:: Entries provided

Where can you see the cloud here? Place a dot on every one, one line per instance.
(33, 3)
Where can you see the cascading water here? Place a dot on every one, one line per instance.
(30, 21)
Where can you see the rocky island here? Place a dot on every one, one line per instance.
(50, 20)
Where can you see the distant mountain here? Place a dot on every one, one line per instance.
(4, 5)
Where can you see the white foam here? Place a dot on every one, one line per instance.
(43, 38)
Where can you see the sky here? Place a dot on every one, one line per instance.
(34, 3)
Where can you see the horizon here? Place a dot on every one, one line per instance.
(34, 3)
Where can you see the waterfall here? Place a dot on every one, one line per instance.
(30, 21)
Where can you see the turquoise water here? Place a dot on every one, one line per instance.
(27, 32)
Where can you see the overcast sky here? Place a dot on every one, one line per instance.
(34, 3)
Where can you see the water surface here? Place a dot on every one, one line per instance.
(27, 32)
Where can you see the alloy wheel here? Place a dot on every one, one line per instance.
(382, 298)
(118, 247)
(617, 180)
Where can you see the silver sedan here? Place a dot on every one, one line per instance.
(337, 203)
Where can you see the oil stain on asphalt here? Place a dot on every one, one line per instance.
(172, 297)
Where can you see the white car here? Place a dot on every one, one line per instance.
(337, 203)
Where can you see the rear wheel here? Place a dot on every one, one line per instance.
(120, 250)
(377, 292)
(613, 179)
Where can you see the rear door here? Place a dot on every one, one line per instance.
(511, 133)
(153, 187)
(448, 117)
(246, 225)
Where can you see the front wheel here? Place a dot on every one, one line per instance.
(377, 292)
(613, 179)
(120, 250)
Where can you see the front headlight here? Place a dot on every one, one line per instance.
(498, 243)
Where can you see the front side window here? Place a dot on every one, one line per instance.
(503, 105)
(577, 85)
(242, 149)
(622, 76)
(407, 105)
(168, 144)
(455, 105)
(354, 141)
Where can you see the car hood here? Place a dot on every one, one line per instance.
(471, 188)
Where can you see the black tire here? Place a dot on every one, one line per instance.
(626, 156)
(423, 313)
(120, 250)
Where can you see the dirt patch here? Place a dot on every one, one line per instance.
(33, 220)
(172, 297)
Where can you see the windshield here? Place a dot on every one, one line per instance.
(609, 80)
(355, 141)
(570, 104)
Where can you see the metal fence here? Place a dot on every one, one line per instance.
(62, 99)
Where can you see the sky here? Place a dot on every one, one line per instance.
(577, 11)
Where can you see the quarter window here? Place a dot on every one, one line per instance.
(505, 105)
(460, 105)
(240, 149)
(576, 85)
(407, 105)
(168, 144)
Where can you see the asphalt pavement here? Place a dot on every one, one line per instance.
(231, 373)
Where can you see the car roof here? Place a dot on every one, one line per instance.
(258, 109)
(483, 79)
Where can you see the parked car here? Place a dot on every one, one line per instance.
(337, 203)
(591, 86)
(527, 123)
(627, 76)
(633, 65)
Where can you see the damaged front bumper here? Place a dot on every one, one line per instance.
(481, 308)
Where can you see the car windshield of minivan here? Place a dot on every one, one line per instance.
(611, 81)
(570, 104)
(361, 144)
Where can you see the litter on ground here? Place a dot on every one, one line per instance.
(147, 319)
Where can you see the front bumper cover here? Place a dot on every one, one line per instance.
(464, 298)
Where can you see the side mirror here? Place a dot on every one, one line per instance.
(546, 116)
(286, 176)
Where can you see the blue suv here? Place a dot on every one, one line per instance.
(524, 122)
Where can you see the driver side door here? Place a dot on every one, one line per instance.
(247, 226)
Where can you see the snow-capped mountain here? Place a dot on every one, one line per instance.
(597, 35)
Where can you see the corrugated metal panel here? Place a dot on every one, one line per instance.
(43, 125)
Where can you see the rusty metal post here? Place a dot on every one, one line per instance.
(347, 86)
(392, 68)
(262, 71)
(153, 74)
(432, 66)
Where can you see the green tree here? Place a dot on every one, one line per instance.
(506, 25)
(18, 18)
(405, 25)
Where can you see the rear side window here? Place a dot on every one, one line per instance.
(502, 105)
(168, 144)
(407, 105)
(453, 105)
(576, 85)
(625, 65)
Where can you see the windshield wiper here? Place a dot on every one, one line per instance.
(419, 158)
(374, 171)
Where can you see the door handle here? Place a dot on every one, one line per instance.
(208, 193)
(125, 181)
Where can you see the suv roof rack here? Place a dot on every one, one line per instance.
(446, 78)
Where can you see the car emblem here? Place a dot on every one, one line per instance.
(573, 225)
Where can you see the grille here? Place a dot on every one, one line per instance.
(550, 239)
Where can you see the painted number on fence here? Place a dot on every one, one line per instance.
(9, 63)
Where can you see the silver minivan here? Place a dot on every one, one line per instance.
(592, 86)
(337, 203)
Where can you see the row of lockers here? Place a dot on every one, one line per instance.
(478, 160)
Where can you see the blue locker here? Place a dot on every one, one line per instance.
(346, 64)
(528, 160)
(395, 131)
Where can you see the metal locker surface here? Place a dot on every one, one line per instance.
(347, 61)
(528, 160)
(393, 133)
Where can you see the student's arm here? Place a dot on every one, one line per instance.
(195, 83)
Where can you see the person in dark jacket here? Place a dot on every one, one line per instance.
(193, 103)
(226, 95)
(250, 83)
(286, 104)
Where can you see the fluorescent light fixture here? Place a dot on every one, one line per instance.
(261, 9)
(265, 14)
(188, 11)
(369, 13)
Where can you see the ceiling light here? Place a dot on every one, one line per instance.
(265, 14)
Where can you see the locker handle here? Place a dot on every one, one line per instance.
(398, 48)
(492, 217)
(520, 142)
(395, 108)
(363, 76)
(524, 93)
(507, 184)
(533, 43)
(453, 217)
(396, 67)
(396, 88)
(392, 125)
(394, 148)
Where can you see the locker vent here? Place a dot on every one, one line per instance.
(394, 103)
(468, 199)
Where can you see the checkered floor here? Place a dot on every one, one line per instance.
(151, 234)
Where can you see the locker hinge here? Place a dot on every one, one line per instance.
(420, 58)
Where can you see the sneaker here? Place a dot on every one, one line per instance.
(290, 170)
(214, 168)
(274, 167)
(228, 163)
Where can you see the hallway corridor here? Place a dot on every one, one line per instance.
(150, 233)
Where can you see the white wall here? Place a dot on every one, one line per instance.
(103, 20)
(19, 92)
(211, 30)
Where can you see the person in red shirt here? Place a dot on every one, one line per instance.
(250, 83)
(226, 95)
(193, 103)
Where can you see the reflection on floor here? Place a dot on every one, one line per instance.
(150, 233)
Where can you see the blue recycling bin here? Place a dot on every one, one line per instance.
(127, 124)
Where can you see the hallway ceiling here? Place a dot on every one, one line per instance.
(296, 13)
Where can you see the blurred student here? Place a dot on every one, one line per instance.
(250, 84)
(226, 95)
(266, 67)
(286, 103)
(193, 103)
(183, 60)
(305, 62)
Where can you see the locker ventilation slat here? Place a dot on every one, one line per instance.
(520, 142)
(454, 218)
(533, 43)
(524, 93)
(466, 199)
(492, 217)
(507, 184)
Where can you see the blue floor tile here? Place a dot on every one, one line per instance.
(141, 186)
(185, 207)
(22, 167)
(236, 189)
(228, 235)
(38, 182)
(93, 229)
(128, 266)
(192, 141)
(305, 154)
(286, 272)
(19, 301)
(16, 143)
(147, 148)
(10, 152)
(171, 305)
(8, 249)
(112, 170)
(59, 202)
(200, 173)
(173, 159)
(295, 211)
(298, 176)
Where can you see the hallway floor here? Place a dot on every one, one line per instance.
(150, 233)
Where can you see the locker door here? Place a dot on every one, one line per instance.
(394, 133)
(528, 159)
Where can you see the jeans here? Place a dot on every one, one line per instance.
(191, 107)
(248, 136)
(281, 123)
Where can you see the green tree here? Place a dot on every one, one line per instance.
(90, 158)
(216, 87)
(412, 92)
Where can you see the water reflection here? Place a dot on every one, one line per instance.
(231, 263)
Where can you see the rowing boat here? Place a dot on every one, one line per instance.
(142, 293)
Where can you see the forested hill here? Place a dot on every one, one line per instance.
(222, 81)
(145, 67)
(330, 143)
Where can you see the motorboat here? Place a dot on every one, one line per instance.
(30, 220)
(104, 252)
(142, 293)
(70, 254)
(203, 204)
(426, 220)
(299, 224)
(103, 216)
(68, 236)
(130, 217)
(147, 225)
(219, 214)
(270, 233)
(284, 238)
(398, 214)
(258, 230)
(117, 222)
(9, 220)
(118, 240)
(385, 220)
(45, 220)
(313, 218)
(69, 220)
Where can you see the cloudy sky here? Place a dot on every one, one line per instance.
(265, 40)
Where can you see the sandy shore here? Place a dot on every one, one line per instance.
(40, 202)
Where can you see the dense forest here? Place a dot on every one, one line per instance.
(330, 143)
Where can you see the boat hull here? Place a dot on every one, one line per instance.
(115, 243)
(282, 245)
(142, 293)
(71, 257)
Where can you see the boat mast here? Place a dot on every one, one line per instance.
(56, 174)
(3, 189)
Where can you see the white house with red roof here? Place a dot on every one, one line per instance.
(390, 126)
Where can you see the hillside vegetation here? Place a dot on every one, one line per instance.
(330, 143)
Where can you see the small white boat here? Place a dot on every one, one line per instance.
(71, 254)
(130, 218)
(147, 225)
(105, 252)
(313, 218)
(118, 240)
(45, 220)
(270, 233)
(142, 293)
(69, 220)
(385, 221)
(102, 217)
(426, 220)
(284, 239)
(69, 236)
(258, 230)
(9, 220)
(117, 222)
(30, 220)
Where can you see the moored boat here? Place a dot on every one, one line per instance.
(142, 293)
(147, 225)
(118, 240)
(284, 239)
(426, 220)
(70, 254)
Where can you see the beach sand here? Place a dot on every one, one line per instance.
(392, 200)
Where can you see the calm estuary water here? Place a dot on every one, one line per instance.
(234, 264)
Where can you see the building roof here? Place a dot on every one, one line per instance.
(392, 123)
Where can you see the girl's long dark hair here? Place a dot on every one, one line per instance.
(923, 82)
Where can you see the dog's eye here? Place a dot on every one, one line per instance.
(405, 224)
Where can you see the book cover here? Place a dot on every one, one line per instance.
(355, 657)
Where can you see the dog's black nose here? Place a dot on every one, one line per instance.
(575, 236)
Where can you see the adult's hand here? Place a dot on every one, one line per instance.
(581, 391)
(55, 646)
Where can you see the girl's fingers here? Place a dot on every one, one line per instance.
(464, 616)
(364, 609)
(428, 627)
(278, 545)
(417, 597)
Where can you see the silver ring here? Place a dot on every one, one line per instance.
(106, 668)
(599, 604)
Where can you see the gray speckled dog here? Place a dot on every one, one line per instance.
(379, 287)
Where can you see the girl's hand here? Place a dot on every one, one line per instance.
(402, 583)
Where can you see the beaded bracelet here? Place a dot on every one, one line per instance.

::::

Short problem ->
Transcribe exactly, and only, the lines from the one bearing "Where can you see the girl's fingers" through the last line of the entries, counting both.

Worked answer ->
Where can you see the girl's fingers here? Place a dot on every one, one line per instance.
(464, 616)
(364, 609)
(428, 627)
(278, 545)
(417, 597)
Where can you see the silver ring here? Place a dot on every one, one line per instance.
(106, 668)
(599, 604)
Where can you see the gray speckled dog here? Place a dot on every one, one line per instance.
(379, 287)
Where can you see the girl's hand here? Place a dot on every one, one line per instance.
(402, 583)
Where can you see the beaded bracelet here? Place a dot on every one, one line per instance.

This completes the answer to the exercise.